_Data_:
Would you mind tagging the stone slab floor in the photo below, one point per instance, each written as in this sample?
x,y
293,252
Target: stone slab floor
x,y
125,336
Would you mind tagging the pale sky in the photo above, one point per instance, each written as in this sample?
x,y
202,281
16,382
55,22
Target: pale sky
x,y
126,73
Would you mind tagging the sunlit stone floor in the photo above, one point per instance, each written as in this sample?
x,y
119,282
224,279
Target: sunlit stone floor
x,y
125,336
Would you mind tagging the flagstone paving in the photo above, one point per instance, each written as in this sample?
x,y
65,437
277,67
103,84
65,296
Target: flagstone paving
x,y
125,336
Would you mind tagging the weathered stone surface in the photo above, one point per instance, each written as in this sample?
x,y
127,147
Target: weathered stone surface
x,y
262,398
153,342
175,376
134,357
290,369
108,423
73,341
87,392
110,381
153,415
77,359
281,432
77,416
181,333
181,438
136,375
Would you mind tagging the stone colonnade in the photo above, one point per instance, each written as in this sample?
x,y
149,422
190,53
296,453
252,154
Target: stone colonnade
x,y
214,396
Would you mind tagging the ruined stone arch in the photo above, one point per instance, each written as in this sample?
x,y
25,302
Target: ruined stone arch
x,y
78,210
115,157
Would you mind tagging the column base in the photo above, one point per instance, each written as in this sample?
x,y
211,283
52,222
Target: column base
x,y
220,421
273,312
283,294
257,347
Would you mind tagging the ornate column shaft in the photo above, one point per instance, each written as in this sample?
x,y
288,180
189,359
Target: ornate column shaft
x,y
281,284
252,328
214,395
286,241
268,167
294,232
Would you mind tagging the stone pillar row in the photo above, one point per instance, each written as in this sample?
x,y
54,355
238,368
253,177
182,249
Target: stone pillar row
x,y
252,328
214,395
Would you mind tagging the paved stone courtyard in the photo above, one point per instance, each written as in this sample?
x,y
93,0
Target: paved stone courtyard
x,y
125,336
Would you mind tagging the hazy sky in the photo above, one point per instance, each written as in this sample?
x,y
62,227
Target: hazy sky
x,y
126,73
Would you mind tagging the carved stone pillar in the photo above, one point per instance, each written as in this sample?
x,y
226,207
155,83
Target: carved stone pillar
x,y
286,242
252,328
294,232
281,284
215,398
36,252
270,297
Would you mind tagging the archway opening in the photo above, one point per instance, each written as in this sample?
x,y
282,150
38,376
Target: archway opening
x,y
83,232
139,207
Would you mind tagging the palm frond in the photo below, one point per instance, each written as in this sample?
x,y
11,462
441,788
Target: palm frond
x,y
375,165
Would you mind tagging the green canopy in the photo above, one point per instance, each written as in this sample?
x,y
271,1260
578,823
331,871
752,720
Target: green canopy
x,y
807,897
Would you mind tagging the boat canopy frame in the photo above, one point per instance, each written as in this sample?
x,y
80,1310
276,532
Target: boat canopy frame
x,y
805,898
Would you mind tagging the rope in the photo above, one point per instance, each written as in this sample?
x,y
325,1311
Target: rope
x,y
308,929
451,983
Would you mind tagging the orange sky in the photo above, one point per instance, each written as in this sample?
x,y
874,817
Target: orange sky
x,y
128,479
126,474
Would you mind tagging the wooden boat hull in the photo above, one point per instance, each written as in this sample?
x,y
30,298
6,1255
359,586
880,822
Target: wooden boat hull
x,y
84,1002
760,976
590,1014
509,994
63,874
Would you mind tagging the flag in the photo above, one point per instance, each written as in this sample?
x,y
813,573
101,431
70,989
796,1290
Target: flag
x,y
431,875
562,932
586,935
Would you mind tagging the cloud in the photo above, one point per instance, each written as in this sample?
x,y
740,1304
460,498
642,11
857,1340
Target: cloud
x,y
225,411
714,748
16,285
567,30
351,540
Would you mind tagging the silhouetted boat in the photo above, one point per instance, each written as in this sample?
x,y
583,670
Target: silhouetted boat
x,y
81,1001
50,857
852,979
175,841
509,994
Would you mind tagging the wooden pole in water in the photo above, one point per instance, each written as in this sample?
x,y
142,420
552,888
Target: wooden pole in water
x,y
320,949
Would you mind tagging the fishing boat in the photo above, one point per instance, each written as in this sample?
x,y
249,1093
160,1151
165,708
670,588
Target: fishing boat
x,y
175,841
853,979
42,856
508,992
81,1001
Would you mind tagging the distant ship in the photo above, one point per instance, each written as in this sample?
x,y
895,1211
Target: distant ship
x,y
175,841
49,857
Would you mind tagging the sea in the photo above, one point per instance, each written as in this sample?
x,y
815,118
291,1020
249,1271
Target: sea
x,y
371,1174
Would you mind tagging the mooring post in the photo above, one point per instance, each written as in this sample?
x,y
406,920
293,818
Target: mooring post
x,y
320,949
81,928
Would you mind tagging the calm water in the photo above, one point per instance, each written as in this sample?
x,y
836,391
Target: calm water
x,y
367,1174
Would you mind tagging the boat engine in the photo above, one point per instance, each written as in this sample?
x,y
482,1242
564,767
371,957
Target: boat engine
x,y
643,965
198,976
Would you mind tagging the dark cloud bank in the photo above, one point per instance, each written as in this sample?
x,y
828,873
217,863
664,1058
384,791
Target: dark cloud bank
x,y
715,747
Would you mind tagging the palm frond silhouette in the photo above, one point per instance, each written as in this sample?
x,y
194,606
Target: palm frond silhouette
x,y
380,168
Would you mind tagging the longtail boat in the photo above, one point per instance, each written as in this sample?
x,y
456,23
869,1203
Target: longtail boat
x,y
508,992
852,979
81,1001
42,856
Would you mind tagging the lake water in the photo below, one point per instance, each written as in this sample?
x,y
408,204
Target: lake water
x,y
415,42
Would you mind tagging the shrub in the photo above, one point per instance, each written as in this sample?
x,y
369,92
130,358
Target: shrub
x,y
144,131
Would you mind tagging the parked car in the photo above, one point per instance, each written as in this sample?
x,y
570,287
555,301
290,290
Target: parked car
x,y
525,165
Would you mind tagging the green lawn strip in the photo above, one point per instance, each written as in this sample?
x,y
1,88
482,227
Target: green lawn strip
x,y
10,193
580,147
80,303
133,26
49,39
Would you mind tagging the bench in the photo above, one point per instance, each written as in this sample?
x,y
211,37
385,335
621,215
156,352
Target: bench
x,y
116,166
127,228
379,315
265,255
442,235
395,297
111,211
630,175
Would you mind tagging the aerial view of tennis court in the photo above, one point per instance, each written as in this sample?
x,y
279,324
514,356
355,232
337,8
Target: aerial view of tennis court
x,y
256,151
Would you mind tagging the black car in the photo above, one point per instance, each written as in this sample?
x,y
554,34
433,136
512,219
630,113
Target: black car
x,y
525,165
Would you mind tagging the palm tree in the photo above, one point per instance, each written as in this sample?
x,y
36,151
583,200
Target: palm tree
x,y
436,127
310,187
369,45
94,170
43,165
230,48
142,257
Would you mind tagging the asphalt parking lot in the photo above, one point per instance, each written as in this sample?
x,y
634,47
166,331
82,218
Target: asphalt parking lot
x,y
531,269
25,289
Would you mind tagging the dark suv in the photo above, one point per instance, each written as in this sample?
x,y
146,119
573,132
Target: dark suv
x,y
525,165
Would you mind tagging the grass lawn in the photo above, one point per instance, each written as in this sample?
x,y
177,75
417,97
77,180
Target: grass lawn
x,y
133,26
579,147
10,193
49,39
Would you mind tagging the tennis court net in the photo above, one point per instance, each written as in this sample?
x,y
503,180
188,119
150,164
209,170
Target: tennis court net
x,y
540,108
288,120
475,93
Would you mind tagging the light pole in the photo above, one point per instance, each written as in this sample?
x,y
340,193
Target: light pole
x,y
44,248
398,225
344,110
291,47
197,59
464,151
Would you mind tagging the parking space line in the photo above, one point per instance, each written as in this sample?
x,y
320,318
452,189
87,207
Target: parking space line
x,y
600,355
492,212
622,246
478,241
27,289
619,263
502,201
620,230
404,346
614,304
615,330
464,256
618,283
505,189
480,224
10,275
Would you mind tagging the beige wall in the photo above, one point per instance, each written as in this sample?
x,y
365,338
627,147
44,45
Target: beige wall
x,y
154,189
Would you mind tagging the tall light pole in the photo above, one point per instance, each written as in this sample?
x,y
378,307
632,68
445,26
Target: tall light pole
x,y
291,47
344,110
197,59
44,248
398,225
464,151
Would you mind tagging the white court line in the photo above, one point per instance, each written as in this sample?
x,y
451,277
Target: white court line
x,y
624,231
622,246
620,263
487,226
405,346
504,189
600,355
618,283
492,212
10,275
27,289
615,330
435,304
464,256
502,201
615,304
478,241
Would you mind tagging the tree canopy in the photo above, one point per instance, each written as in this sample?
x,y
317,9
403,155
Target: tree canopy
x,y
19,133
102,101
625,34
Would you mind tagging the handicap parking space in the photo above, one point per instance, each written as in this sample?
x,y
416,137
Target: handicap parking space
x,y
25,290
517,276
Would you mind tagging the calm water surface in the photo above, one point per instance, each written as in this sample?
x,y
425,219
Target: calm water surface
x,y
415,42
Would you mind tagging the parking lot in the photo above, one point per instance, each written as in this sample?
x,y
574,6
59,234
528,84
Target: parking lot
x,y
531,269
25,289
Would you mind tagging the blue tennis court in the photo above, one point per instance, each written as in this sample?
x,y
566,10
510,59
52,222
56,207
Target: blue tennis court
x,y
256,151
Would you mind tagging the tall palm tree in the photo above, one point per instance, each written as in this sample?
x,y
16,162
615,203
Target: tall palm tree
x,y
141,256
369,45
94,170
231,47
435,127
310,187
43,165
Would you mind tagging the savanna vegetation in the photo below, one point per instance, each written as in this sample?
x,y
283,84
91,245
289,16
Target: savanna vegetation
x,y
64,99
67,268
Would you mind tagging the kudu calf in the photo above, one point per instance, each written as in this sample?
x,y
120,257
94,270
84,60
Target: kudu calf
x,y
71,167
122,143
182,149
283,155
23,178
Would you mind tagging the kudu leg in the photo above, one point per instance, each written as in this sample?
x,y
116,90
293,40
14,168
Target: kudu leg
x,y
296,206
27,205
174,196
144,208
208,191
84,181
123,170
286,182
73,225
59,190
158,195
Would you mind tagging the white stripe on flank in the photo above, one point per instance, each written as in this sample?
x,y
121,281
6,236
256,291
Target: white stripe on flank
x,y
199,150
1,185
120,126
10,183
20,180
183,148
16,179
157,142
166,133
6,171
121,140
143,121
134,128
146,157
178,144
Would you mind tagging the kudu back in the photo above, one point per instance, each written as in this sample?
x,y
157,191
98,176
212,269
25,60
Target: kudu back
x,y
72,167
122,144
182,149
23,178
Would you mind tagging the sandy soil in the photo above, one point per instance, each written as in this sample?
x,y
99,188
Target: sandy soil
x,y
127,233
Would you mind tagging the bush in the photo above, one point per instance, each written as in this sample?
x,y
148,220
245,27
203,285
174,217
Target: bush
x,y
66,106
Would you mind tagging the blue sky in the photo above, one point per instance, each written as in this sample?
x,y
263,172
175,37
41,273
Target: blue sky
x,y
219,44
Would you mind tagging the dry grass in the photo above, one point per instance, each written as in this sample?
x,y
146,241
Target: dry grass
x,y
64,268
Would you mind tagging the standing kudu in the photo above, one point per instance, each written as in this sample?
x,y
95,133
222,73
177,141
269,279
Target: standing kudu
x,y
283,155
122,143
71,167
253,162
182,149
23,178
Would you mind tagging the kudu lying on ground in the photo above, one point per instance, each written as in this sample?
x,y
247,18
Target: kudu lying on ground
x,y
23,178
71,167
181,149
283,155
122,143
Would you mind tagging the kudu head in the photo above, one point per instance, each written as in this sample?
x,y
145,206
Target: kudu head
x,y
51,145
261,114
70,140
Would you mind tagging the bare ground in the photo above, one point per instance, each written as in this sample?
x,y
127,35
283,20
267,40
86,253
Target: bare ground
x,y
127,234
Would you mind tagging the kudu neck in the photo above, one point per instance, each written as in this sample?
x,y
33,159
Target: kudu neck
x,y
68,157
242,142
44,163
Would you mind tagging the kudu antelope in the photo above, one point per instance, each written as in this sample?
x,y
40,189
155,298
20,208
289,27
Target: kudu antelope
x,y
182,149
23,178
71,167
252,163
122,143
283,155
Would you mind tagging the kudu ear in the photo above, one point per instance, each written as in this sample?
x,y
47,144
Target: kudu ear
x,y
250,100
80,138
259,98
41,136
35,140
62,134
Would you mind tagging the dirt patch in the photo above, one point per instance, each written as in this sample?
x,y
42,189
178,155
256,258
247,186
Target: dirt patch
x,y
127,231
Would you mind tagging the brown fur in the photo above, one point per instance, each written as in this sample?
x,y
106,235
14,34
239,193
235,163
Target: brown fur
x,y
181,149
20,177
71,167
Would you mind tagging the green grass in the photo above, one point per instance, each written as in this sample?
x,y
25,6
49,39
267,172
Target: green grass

_Exercise description_:
Copy every line above that includes the string "below".

_Expected output_:
Would you mind tagging the stone slab floor in the photo below, one point per instance, each written as in this sample?
Would you mind tagging the palm frond in the photo below, one point per instance, each written as in this sample?
Would you mind tagging the lake water in the photo below, one point per instance, each written as in this sample?
Would you mind tagging the savanna vegetation in the photo below, one point per instance, each written as in this sample?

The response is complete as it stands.